• Records supplied:
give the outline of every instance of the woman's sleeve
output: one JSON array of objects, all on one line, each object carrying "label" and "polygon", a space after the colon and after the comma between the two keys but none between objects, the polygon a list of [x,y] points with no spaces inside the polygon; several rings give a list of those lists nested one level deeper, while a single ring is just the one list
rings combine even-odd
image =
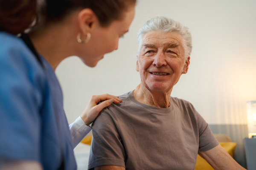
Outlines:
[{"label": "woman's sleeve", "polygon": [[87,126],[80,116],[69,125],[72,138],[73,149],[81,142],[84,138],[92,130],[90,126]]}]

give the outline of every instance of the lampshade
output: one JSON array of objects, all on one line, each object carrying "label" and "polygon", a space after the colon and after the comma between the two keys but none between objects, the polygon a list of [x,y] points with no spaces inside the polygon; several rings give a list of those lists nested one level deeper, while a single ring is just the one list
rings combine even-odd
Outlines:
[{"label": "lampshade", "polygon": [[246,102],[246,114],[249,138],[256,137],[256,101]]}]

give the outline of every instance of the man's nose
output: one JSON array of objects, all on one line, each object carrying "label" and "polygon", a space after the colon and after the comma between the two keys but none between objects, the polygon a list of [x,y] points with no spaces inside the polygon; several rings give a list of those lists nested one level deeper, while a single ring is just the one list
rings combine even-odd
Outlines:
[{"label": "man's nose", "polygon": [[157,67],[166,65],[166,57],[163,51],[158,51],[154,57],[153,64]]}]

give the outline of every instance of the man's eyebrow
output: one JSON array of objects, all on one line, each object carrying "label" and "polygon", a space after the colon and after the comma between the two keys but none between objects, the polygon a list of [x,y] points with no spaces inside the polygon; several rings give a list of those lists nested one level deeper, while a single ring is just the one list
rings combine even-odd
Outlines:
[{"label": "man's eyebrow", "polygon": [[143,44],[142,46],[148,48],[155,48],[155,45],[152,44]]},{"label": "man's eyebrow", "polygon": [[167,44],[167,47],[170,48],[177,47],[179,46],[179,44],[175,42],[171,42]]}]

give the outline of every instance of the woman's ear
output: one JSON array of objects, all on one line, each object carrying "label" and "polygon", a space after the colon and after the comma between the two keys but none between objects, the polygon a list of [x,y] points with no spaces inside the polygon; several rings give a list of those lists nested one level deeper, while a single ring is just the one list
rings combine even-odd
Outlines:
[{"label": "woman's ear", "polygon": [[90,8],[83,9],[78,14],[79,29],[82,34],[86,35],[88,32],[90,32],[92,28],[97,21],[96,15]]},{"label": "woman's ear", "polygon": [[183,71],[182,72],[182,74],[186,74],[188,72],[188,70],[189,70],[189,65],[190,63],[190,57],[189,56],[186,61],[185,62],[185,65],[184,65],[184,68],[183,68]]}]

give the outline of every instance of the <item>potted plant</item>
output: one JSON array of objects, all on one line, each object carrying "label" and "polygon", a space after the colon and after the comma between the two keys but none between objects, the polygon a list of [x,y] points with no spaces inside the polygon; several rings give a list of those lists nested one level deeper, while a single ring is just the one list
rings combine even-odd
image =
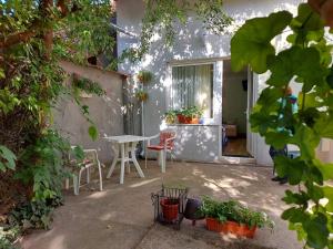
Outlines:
---
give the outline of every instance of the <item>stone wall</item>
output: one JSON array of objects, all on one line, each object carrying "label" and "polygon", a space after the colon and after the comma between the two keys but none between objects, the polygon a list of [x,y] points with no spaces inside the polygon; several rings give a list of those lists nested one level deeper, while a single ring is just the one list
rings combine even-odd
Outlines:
---
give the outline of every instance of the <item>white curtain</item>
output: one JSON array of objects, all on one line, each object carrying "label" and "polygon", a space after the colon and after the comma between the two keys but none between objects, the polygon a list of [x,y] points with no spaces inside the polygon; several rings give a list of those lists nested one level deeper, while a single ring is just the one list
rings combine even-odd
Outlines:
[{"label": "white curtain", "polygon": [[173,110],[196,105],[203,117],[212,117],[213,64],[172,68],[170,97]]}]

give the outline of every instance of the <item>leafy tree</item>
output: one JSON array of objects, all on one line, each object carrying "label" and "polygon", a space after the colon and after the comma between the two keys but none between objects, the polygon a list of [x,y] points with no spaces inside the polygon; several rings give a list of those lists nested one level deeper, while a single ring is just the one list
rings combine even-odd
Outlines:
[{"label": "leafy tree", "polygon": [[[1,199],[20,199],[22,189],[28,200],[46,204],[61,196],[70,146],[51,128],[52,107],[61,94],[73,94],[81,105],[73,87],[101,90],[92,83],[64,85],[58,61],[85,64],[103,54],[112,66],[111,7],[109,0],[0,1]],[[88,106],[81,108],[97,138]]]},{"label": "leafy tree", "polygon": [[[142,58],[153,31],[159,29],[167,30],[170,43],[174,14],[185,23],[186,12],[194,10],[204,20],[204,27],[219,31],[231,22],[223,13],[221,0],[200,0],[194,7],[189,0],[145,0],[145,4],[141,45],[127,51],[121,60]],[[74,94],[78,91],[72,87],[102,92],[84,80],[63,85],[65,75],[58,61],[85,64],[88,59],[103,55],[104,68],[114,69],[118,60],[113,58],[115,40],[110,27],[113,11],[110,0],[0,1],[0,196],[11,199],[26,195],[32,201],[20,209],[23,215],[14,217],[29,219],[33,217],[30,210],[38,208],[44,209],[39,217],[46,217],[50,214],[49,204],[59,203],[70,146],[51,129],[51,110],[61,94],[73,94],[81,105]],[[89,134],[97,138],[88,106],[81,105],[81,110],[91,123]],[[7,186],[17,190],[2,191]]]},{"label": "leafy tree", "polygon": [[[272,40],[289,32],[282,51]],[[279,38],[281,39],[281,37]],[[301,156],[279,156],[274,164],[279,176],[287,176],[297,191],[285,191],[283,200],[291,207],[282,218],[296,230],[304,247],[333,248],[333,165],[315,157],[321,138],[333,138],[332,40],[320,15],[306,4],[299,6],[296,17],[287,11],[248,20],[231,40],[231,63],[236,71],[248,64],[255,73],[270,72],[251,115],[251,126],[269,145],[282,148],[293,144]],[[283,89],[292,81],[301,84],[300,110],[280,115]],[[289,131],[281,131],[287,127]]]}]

• Task brief: Which lines of the material contain the word "white"? Show each of them in full.

• Reply:
give the outline of every instance of the <item>white curtain</item>
[{"label": "white curtain", "polygon": [[173,110],[196,105],[203,117],[212,117],[213,64],[172,68],[170,97]]}]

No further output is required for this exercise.